- [Text passage]
########################################
Entries linking to fulfillment
Old English fullfyllan "fill up" (a room, a ship, etc.), "make full; take the place of (something)," from full (adj.), here perhaps with a sense of "completion" + fyllan (see fill (v.), which is ultimately from the same root).
It was used from mid-13c. in reference to prophecy (probably translating Latin implere, adimplere). From mid-13c. as "do, perform; carry out, consummate, carry into effect;" from c. 1300 as "complete, finish; satiate, satisfy, gratify." Related: Fulfilled; fulfilling.
Modern English combinations with full tend to have it at the end of the word (as -ful), but this is a recent development and in Old English it was more common at the start, but this word and fulsome appear to be the only survivors.
Self-fulfilling prophecy is attested by 1949, associated with and popularized by U.S. sociologist Robert K. Merton, in writings on racial prejudices, who described it as a false definition of a situation at the outset that evokes a behavior which seems to validate the false concept.
########################################
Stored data
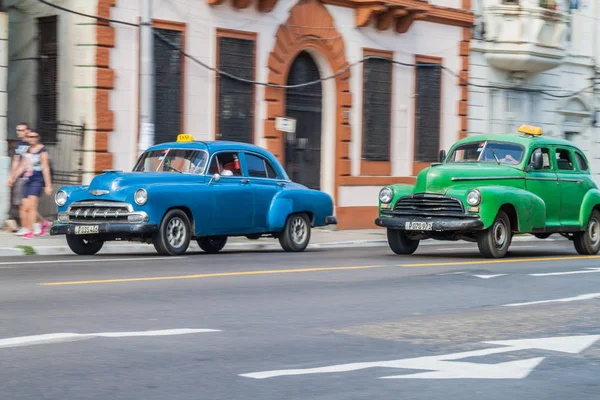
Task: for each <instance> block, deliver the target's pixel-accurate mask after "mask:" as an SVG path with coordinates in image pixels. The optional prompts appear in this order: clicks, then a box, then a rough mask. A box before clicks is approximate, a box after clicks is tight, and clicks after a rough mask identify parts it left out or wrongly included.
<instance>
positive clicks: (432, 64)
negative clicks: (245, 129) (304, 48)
mask: <svg viewBox="0 0 600 400" xmlns="http://www.w3.org/2000/svg"><path fill="white" fill-rule="evenodd" d="M38 2H40V3H42V4H45V5H47V6H49V7H53V8H56V9H58V10H61V11H64V12H67V13H71V14H74V15H79V16H82V17H87V18H91V19H96V20H98V21H105V22H109V23H114V24H120V25H125V26H132V27H138V28H139V27H140V26H141V24H137V23H133V22H127V21H120V20H115V19H111V18H104V17H100V16H98V15H91V14H85V13H82V12H79V11H75V10H72V9H69V8H66V7H63V6H60V5H57V4H54V3H51V2H49V1H47V0H38ZM153 33H154V35H155V36H156V37H158V38H159V39H160V40H162V41H163V42H165V43H166V44H168V45H169V46H170V47H172V48H173V49H174V50H176V51H178V52H179V53H180V54H181V55H183V56H184V57H186V58H188V59H190V60H192V61H194V62H195V63H197V64H198V65H200V66H202V67H203V68H205V69H208V70H210V71H213V72H215V73H218V74H219V75H222V76H226V77H228V78H230V79H234V80H237V81H239V82H244V83H248V84H253V85H258V86H265V87H272V88H279V89H293V88H300V87H306V86H312V85H316V84H319V83H321V82H323V81H328V80H331V79H335V78H337V77H338V76H340V75H343V74H344V73H346V72H347V71H349V70H350V69H351V68H353V67H355V66H357V65H360V64H362V63H364V62H366V61H367V60H371V59H381V60H386V61H389V62H391V63H392V64H395V65H400V66H404V67H430V68H440V69H441V70H443V71H445V72H447V73H449V74H451V75H453V76H455V77H457V78H458V79H459V80H460V81H461V82H463V83H464V84H465V85H466V86H472V87H477V88H483V89H497V90H514V91H517V92H528V93H540V94H543V95H546V96H550V97H554V98H568V97H573V96H576V95H578V94H581V93H584V92H586V91H588V90H590V89H594V88H595V83H594V84H592V85H590V86H587V87H584V88H582V89H580V90H577V91H575V92H571V93H568V94H562V95H557V94H553V93H550V92H551V91H555V92H564V91H565V90H564V89H536V88H526V87H520V86H509V85H482V84H476V83H473V82H470V81H469V80H468V79H465V78H463V77H462V76H460V75H459V74H457V73H456V72H454V71H453V70H451V69H449V68H448V67H445V66H443V65H440V64H433V63H432V64H428V63H405V62H401V61H396V60H393V59H390V58H386V57H379V56H366V57H363V58H361V59H359V60H357V61H354V62H352V63H349V64H348V65H346V66H345V67H343V68H342V69H340V70H339V71H337V72H336V73H334V74H333V75H329V76H326V77H323V78H319V79H317V80H313V81H310V82H305V83H300V84H296V85H278V84H273V83H268V82H260V81H255V80H252V79H246V78H242V77H240V76H236V75H234V74H231V73H229V72H227V71H223V70H221V69H219V68H216V67H211V66H210V65H208V64H206V63H204V62H202V61H201V60H199V59H198V58H196V57H194V56H193V55H191V54H189V53H187V52H186V51H185V50H183V49H182V48H181V47H180V46H179V45H177V44H176V43H173V42H172V41H170V40H169V39H168V38H166V37H165V36H164V35H162V34H161V33H160V32H158V31H156V30H153Z"/></svg>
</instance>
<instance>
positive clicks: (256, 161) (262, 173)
mask: <svg viewBox="0 0 600 400" xmlns="http://www.w3.org/2000/svg"><path fill="white" fill-rule="evenodd" d="M246 164H247V165H248V175H249V176H251V177H254V178H271V179H275V178H277V174H276V173H275V170H274V169H273V166H272V165H271V163H270V162H269V161H268V160H266V159H265V158H264V157H261V156H257V155H254V154H247V153H246Z"/></svg>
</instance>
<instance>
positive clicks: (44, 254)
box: [0, 235, 566, 257]
mask: <svg viewBox="0 0 600 400" xmlns="http://www.w3.org/2000/svg"><path fill="white" fill-rule="evenodd" d="M565 240H566V239H563V238H558V237H557V238H556V239H550V238H549V239H545V241H554V242H557V241H565ZM533 241H540V239H537V238H535V237H534V236H530V235H523V236H516V237H514V238H513V242H533ZM449 243H460V244H466V243H467V242H441V241H437V240H426V241H423V242H422V243H421V245H422V246H436V245H437V246H445V245H447V244H449ZM387 246H388V243H387V239H379V240H351V241H344V242H325V243H314V244H309V245H308V249H344V248H357V247H387ZM30 249H33V251H34V252H35V255H38V256H58V255H72V254H73V252H72V251H71V249H69V247H68V246H66V245H65V246H31V247H30ZM225 250H237V251H251V250H268V251H272V250H281V246H280V245H279V243H278V242H266V241H263V242H259V241H256V242H255V243H235V242H234V243H228V244H227V245H226V246H225ZM30 251H31V250H30ZM189 251H201V250H200V247H199V246H198V245H197V244H196V243H190V247H189ZM130 253H151V254H152V253H156V251H155V250H154V247H153V246H152V245H151V244H107V245H105V246H104V247H103V248H102V250H101V251H100V252H99V254H130ZM25 255H28V254H27V251H26V249H24V248H8V247H4V248H0V257H15V256H25Z"/></svg>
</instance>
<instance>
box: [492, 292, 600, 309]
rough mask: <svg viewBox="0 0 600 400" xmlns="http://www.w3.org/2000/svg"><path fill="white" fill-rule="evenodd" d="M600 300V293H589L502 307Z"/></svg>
mask: <svg viewBox="0 0 600 400" xmlns="http://www.w3.org/2000/svg"><path fill="white" fill-rule="evenodd" d="M597 298H600V293H588V294H582V295H579V296H575V297H565V298H562V299H553V300H540V301H529V302H526V303H512V304H504V305H503V306H502V307H521V306H533V305H536V304H548V303H569V302H571V301H583V300H592V299H597Z"/></svg>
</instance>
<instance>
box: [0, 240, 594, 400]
mask: <svg viewBox="0 0 600 400" xmlns="http://www.w3.org/2000/svg"><path fill="white" fill-rule="evenodd" d="M540 302H541V303H540ZM0 304H1V307H0V321H1V323H0V360H1V363H0V382H2V384H1V390H0V398H2V399H7V400H13V399H14V400H16V399H36V400H38V399H61V400H62V399H78V400H83V399H144V400H151V399H161V400H163V399H169V400H174V399H211V400H212V399H261V400H262V399H265V400H266V399H273V400H275V399H277V400H280V399H332V400H333V399H335V400H342V399H344V400H346V399H392V398H405V399H411V400H412V399H473V400H475V399H477V400H482V399H485V400H487V399H511V400H512V399H528V400H530V399H561V400H563V399H565V398H568V399H569V400H575V399H585V400H589V399H600V379H599V377H600V257H591V258H584V257H579V256H577V254H576V253H575V252H574V251H573V248H572V246H571V244H570V243H569V242H566V241H552V242H551V241H539V242H526V243H515V244H513V247H512V251H511V253H510V254H509V257H508V258H506V259H503V260H500V261H493V260H492V261H490V260H484V259H481V258H479V254H478V252H477V249H476V246H474V245H471V244H466V245H462V244H455V243H449V244H448V243H442V244H440V246H437V247H433V246H423V247H421V248H420V249H419V250H418V251H417V253H416V254H415V255H414V256H412V257H399V256H395V255H393V254H392V253H391V251H389V249H387V248H358V249H341V250H312V251H308V252H306V253H303V254H286V253H282V252H244V253H241V252H227V251H225V252H224V253H222V254H218V255H207V254H202V253H198V254H187V255H186V256H184V257H179V258H164V257H159V256H147V255H130V256H122V255H119V256H96V257H88V258H85V257H54V258H41V257H33V258H32V257H26V258H23V257H21V258H15V259H0ZM185 329H189V330H185ZM48 334H54V335H48ZM38 335H43V336H38ZM532 339H535V340H532ZM484 342H485V343H484ZM489 342H494V343H489ZM382 378H386V379H382Z"/></svg>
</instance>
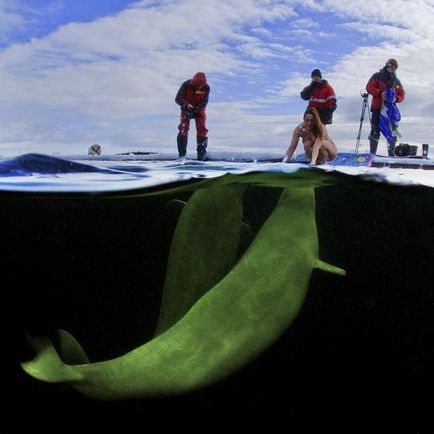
########################################
- [Your instructions]
Answer these from the word history of "fulfill":
(a) Which Old English word does it come from, and what did that word mean?
(b) By what year is "self-fulfilling prophecy" recorded?
(c) Besides this word, which word is named as the only other one keeping full at its start?

- [Final answer]
(a) Fullfyllan, meaning "fill up" (a room, a ship, etc.), "make full; take the place of (something)."
(b) 1949.
(c) Fulsome.